*Material provided*.
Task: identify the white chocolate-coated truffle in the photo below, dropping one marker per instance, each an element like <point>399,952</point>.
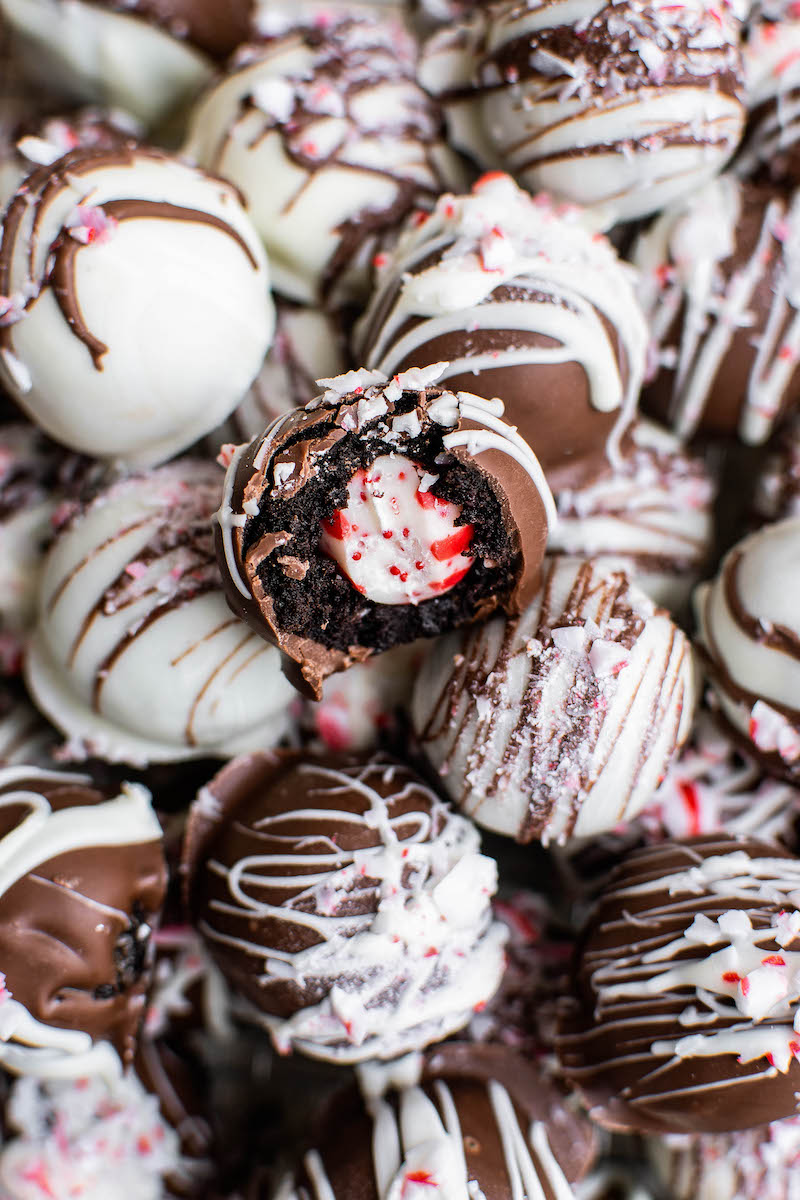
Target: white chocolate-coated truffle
<point>620,107</point>
<point>137,657</point>
<point>331,142</point>
<point>561,721</point>
<point>750,628</point>
<point>107,58</point>
<point>137,307</point>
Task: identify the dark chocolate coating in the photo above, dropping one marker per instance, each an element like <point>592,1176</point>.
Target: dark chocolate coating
<point>467,1075</point>
<point>216,27</point>
<point>606,1042</point>
<point>74,931</point>
<point>258,786</point>
<point>301,601</point>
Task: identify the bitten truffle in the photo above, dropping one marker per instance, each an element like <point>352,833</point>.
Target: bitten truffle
<point>344,901</point>
<point>615,106</point>
<point>332,142</point>
<point>524,304</point>
<point>134,300</point>
<point>82,883</point>
<point>686,991</point>
<point>560,721</point>
<point>136,657</point>
<point>380,513</point>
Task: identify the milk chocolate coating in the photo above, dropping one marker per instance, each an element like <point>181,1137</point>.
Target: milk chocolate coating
<point>296,475</point>
<point>216,27</point>
<point>608,1043</point>
<point>245,793</point>
<point>467,1087</point>
<point>74,930</point>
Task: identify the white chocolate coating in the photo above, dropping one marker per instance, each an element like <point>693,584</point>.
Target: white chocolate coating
<point>94,1139</point>
<point>107,58</point>
<point>330,144</point>
<point>139,371</point>
<point>137,657</point>
<point>619,107</point>
<point>680,258</point>
<point>564,720</point>
<point>750,627</point>
<point>498,237</point>
<point>651,516</point>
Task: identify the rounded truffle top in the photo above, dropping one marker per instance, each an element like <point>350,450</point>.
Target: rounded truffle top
<point>83,880</point>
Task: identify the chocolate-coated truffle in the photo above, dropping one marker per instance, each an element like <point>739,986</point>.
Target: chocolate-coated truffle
<point>378,514</point>
<point>118,53</point>
<point>82,882</point>
<point>686,991</point>
<point>136,657</point>
<point>720,283</point>
<point>651,516</point>
<point>344,901</point>
<point>481,1122</point>
<point>560,721</point>
<point>715,786</point>
<point>136,309</point>
<point>618,106</point>
<point>524,304</point>
<point>750,630</point>
<point>331,142</point>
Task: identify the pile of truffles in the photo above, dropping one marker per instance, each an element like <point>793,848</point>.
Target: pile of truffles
<point>400,600</point>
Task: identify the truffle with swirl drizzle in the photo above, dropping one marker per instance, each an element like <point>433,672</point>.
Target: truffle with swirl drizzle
<point>750,631</point>
<point>617,106</point>
<point>560,721</point>
<point>344,901</point>
<point>136,310</point>
<point>525,305</point>
<point>82,882</point>
<point>686,994</point>
<point>136,657</point>
<point>721,286</point>
<point>479,1122</point>
<point>378,514</point>
<point>332,143</point>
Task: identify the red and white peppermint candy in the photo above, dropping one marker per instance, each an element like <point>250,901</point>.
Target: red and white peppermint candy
<point>396,543</point>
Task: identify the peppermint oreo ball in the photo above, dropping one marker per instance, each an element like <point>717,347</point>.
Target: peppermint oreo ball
<point>82,883</point>
<point>619,107</point>
<point>343,901</point>
<point>721,287</point>
<point>686,994</point>
<point>750,631</point>
<point>380,513</point>
<point>560,721</point>
<point>144,55</point>
<point>331,142</point>
<point>479,1120</point>
<point>136,310</point>
<point>136,657</point>
<point>651,515</point>
<point>522,303</point>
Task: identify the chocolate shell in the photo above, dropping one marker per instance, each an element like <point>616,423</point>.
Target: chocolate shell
<point>82,881</point>
<point>559,723</point>
<point>750,633</point>
<point>522,303</point>
<point>719,287</point>
<point>288,528</point>
<point>685,995</point>
<point>344,901</point>
<point>481,1121</point>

*Task to complete*. Copy all of the records above word for word, leaving the pictures out of your copy.

*Solution*.
Task: identify the white chocolate-coated truffle in the photo below, dropping one marker per instance, each an element like <point>399,952</point>.
Target: white chocolate-coated truffle
<point>620,107</point>
<point>137,657</point>
<point>331,142</point>
<point>561,721</point>
<point>750,628</point>
<point>107,58</point>
<point>137,307</point>
Task: identify the dark chocolate coating in the photo above, dropping one marker per instance, each an element like <point>592,1176</point>.
Target: dark chocolate coating
<point>467,1075</point>
<point>216,27</point>
<point>606,1042</point>
<point>74,931</point>
<point>258,786</point>
<point>301,601</point>
Task: identify the bitten truffle in the photo above, dropping one marker per instance, each an element like <point>352,833</point>.
Target: bitten truffle
<point>344,901</point>
<point>615,106</point>
<point>332,142</point>
<point>524,304</point>
<point>134,300</point>
<point>82,883</point>
<point>686,991</point>
<point>560,721</point>
<point>136,657</point>
<point>380,513</point>
Task: identify the milk chocolate coating in the photo above, dropping one marker per instance, each an element like <point>181,1137</point>.
Target: milk chocolate coating
<point>296,475</point>
<point>216,27</point>
<point>608,1043</point>
<point>245,793</point>
<point>467,1087</point>
<point>74,930</point>
Task: identify the white chocolate coating in the photo above, dropping one marker per instance, each an element like <point>693,584</point>.
Target: white chocolate coating
<point>94,1139</point>
<point>107,58</point>
<point>330,144</point>
<point>139,371</point>
<point>137,657</point>
<point>619,107</point>
<point>680,258</point>
<point>564,720</point>
<point>750,627</point>
<point>498,237</point>
<point>651,516</point>
Task: identify the rounded truffle top in the photo above, dropping one marker per instance, each an element like <point>350,450</point>.
Target: rounded truffle top
<point>83,880</point>
Task: identify the chocolate-coated truffle in the photo above, dropping one marker per instance, each an element like <point>739,986</point>.
Target: chocolate-coated truffle
<point>378,514</point>
<point>118,53</point>
<point>82,882</point>
<point>686,991</point>
<point>136,657</point>
<point>720,283</point>
<point>651,516</point>
<point>344,901</point>
<point>481,1122</point>
<point>560,721</point>
<point>715,786</point>
<point>136,309</point>
<point>618,106</point>
<point>524,304</point>
<point>750,630</point>
<point>331,142</point>
Task: identify the pile of truffles in the photo above, dropping one marker per instance, each an element like <point>793,848</point>.
Target: pile of truffles
<point>400,600</point>
Task: identify the truffle with swirl drizzle in the photo above, dropping one marker per instance, each an element like <point>433,672</point>.
Target: truffle with swirl drizzle
<point>750,631</point>
<point>617,106</point>
<point>560,721</point>
<point>344,901</point>
<point>136,310</point>
<point>525,305</point>
<point>82,882</point>
<point>686,994</point>
<point>136,657</point>
<point>721,286</point>
<point>479,1122</point>
<point>378,514</point>
<point>332,143</point>
Task: identify the red and white peppermint candy in the photo above, dropping one marker per instance, each an element like <point>250,901</point>.
Target: red and white peppermint candy
<point>396,543</point>
Task: identify the peppermint oreo ball in the photo above, dropping one marker per instance, each an element like <point>717,347</point>.
Target: peppermint oreo ball
<point>82,883</point>
<point>619,107</point>
<point>343,901</point>
<point>721,287</point>
<point>686,994</point>
<point>750,631</point>
<point>380,513</point>
<point>560,721</point>
<point>144,55</point>
<point>331,142</point>
<point>479,1120</point>
<point>136,310</point>
<point>136,657</point>
<point>651,515</point>
<point>522,303</point>
Task: identify the chocolate shell in the photo above, dropping one marker per instance, each an element like <point>616,423</point>.
Target: chocolate shell
<point>82,881</point>
<point>559,723</point>
<point>750,633</point>
<point>522,303</point>
<point>719,287</point>
<point>288,528</point>
<point>685,995</point>
<point>344,901</point>
<point>481,1121</point>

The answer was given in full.